_EXCERPTED DATA_
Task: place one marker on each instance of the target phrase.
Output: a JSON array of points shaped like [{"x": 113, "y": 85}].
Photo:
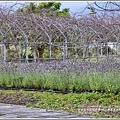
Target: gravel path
[{"x": 19, "y": 111}]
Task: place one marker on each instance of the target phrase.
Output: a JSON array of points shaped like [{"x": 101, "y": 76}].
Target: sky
[{"x": 74, "y": 6}]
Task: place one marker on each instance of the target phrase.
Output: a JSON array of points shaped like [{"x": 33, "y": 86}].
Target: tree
[{"x": 46, "y": 9}]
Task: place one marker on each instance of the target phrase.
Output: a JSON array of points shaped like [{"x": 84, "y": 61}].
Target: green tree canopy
[{"x": 46, "y": 8}]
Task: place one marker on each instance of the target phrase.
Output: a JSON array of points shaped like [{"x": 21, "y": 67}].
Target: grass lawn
[{"x": 93, "y": 104}]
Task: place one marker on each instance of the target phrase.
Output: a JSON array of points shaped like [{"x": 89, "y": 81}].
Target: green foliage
[
  {"x": 46, "y": 8},
  {"x": 108, "y": 82}
]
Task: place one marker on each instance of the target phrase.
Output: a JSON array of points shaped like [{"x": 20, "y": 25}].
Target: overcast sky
[{"x": 74, "y": 6}]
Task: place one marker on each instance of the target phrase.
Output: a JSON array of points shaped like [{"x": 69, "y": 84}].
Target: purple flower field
[{"x": 102, "y": 76}]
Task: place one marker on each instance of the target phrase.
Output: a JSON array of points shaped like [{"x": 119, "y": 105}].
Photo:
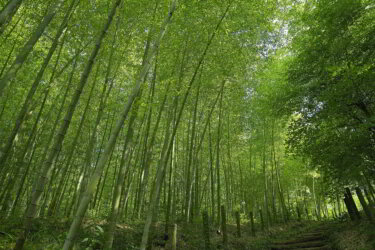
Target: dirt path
[{"x": 314, "y": 239}]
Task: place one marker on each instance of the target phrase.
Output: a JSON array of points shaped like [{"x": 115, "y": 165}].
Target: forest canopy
[{"x": 135, "y": 110}]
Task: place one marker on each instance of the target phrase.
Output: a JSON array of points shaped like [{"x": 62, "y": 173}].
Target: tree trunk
[
  {"x": 83, "y": 204},
  {"x": 28, "y": 47},
  {"x": 7, "y": 13}
]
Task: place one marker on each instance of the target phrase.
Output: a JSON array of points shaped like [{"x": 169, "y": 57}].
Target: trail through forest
[{"x": 201, "y": 124}]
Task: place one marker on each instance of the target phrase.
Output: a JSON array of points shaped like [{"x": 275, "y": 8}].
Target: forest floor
[{"x": 50, "y": 234}]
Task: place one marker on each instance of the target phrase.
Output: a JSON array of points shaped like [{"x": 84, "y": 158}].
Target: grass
[{"x": 51, "y": 233}]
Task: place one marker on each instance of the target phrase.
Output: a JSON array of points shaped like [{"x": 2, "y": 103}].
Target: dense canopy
[{"x": 154, "y": 111}]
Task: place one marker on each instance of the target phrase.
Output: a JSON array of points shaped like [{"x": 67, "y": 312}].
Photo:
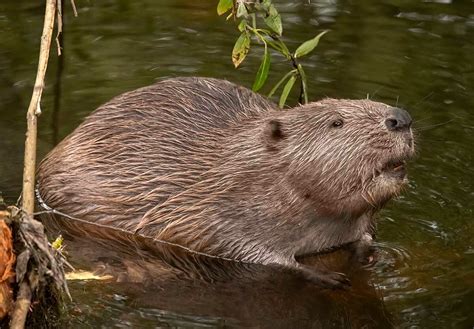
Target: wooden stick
[
  {"x": 23, "y": 300},
  {"x": 34, "y": 110}
]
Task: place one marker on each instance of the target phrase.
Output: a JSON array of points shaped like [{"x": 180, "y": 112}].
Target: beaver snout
[{"x": 398, "y": 120}]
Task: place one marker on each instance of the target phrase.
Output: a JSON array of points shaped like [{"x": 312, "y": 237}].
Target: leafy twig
[{"x": 246, "y": 12}]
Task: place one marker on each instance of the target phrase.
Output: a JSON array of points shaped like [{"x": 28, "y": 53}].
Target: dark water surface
[{"x": 417, "y": 54}]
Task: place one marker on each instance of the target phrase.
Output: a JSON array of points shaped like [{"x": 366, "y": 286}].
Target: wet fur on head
[{"x": 216, "y": 168}]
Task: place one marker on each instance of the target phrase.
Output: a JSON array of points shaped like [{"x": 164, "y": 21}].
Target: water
[{"x": 417, "y": 54}]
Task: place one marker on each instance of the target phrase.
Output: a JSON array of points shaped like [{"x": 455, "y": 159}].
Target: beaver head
[{"x": 346, "y": 156}]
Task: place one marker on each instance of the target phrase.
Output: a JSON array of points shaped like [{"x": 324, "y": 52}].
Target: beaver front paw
[{"x": 325, "y": 279}]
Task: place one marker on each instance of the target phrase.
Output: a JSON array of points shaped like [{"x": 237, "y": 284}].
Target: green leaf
[
  {"x": 242, "y": 10},
  {"x": 242, "y": 25},
  {"x": 273, "y": 20},
  {"x": 303, "y": 83},
  {"x": 223, "y": 6},
  {"x": 286, "y": 91},
  {"x": 275, "y": 88},
  {"x": 308, "y": 46},
  {"x": 241, "y": 48},
  {"x": 262, "y": 72}
]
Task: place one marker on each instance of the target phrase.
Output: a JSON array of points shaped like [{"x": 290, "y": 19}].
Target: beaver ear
[{"x": 274, "y": 131}]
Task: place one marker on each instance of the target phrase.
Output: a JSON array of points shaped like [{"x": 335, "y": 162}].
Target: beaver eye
[{"x": 337, "y": 123}]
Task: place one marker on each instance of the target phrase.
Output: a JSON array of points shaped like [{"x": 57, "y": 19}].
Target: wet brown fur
[{"x": 214, "y": 167}]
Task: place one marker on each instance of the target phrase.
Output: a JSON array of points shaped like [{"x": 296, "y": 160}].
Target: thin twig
[
  {"x": 23, "y": 300},
  {"x": 34, "y": 110},
  {"x": 74, "y": 8},
  {"x": 60, "y": 25}
]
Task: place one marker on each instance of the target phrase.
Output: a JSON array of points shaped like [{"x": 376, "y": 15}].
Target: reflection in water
[{"x": 157, "y": 276}]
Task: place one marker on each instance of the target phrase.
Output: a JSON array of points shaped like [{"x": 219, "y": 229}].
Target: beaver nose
[{"x": 398, "y": 119}]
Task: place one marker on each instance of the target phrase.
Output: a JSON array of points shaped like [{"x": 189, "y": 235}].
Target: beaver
[{"x": 217, "y": 169}]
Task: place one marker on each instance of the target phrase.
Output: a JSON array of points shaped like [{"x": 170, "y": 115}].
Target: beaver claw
[{"x": 325, "y": 279}]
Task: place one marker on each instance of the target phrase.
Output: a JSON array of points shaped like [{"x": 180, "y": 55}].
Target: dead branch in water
[
  {"x": 37, "y": 261},
  {"x": 34, "y": 110}
]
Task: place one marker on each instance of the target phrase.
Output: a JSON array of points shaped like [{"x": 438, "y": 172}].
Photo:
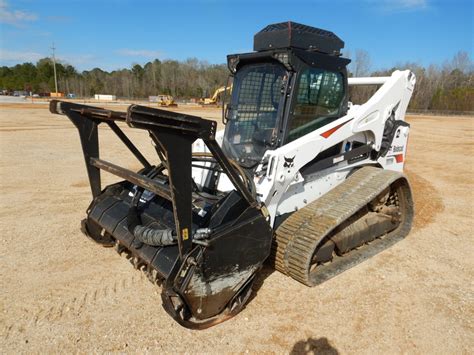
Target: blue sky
[{"x": 113, "y": 34}]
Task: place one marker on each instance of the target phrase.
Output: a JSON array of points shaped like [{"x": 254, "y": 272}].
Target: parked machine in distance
[
  {"x": 216, "y": 98},
  {"x": 299, "y": 176},
  {"x": 166, "y": 101}
]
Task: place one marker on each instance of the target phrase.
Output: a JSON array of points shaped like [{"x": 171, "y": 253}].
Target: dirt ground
[{"x": 59, "y": 292}]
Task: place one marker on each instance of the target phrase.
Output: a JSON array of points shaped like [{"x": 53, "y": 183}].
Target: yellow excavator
[
  {"x": 216, "y": 97},
  {"x": 166, "y": 101}
]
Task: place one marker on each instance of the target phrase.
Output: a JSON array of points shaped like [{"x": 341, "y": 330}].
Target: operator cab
[{"x": 294, "y": 83}]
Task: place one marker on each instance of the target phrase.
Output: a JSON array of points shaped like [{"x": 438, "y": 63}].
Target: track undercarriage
[
  {"x": 299, "y": 176},
  {"x": 364, "y": 215}
]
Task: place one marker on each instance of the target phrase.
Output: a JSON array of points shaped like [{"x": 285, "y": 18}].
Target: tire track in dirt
[
  {"x": 75, "y": 305},
  {"x": 428, "y": 201}
]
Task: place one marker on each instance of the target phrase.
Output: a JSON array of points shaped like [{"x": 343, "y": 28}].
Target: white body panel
[{"x": 280, "y": 185}]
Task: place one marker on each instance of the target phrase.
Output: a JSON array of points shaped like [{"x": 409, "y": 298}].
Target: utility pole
[{"x": 53, "y": 48}]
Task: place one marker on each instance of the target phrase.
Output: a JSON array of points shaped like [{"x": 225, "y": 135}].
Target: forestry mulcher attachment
[{"x": 299, "y": 176}]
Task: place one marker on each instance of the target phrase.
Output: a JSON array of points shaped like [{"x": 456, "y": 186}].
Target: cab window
[{"x": 319, "y": 97}]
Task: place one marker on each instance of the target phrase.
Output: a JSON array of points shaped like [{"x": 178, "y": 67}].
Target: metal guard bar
[{"x": 173, "y": 133}]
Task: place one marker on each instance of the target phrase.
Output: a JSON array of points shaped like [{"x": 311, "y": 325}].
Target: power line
[{"x": 53, "y": 48}]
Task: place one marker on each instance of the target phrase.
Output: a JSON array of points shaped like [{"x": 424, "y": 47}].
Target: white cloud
[
  {"x": 19, "y": 57},
  {"x": 139, "y": 53},
  {"x": 14, "y": 17},
  {"x": 78, "y": 60},
  {"x": 400, "y": 5}
]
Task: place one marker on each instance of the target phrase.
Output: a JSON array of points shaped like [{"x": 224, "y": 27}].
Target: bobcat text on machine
[{"x": 299, "y": 175}]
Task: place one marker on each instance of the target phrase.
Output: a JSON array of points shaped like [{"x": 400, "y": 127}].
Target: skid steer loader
[{"x": 299, "y": 176}]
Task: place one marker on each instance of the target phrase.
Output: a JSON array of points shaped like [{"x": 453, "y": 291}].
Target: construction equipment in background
[
  {"x": 299, "y": 176},
  {"x": 216, "y": 98}
]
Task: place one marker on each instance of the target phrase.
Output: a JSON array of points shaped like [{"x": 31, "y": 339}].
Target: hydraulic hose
[
  {"x": 148, "y": 235},
  {"x": 155, "y": 237}
]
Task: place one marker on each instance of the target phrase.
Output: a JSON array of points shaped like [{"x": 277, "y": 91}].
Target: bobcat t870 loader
[{"x": 299, "y": 176}]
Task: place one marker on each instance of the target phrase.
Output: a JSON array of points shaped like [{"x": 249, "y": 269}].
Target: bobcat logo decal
[{"x": 289, "y": 162}]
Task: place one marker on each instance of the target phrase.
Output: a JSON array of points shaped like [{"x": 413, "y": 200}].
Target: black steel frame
[{"x": 173, "y": 134}]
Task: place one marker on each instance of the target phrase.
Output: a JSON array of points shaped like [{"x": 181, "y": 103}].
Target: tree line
[{"x": 446, "y": 87}]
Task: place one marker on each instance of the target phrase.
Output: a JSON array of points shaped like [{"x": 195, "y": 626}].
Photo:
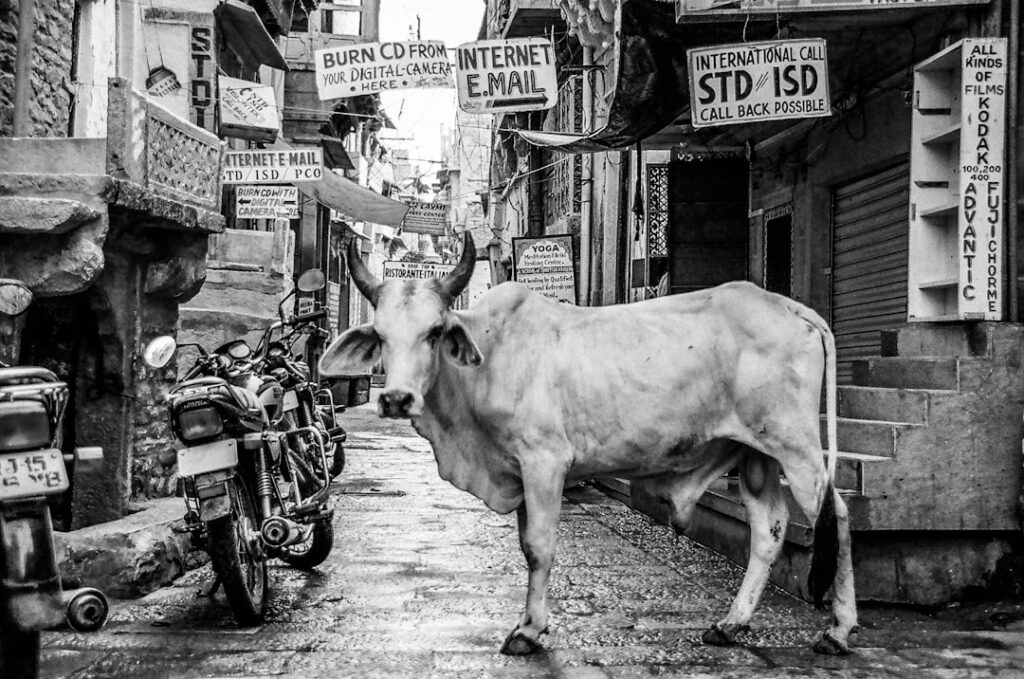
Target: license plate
[
  {"x": 27, "y": 474},
  {"x": 209, "y": 457}
]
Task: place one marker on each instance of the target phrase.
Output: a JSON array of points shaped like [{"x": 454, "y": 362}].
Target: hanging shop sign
[
  {"x": 983, "y": 139},
  {"x": 429, "y": 218},
  {"x": 272, "y": 167},
  {"x": 695, "y": 9},
  {"x": 202, "y": 70},
  {"x": 759, "y": 81},
  {"x": 368, "y": 68},
  {"x": 545, "y": 264},
  {"x": 422, "y": 271},
  {"x": 248, "y": 111},
  {"x": 505, "y": 76},
  {"x": 266, "y": 203}
]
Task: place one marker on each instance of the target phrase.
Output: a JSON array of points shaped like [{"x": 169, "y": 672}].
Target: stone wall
[{"x": 51, "y": 75}]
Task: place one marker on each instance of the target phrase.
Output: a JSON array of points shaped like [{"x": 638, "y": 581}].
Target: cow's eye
[{"x": 434, "y": 335}]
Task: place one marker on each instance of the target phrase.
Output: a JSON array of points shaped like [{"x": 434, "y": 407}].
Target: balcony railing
[{"x": 161, "y": 152}]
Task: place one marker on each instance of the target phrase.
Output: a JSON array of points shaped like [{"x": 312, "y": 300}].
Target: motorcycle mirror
[
  {"x": 311, "y": 281},
  {"x": 14, "y": 297},
  {"x": 158, "y": 352}
]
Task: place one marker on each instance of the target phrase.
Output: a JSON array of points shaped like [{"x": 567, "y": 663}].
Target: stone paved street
[{"x": 425, "y": 582}]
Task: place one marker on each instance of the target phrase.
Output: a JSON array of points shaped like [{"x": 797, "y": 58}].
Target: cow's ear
[
  {"x": 355, "y": 351},
  {"x": 458, "y": 346}
]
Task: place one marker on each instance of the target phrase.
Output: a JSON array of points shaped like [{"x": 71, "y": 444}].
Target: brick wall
[{"x": 51, "y": 75}]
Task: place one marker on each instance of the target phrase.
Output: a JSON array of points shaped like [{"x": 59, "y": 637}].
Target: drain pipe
[
  {"x": 1013, "y": 211},
  {"x": 23, "y": 67}
]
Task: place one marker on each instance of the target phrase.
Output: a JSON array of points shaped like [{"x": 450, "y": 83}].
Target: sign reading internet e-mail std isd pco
[
  {"x": 759, "y": 81},
  {"x": 504, "y": 76},
  {"x": 266, "y": 203},
  {"x": 272, "y": 167},
  {"x": 369, "y": 68}
]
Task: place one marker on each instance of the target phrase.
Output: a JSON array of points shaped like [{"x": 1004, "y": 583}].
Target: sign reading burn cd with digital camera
[
  {"x": 504, "y": 76},
  {"x": 368, "y": 68},
  {"x": 759, "y": 81}
]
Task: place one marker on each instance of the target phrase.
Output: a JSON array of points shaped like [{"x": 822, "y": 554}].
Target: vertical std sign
[{"x": 981, "y": 171}]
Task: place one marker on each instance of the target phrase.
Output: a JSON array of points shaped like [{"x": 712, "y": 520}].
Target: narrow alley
[{"x": 425, "y": 582}]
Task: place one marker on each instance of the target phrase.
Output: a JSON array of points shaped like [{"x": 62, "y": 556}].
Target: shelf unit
[{"x": 948, "y": 267}]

_WORK TO BE COMPLETED_
Return every line of the material above that contains the word "bobcat", matching case exactly.

_FINISHED EXERCISE_
Target: bobcat text on machine
Target: bobcat t870 loader
Target: bobcat logo decal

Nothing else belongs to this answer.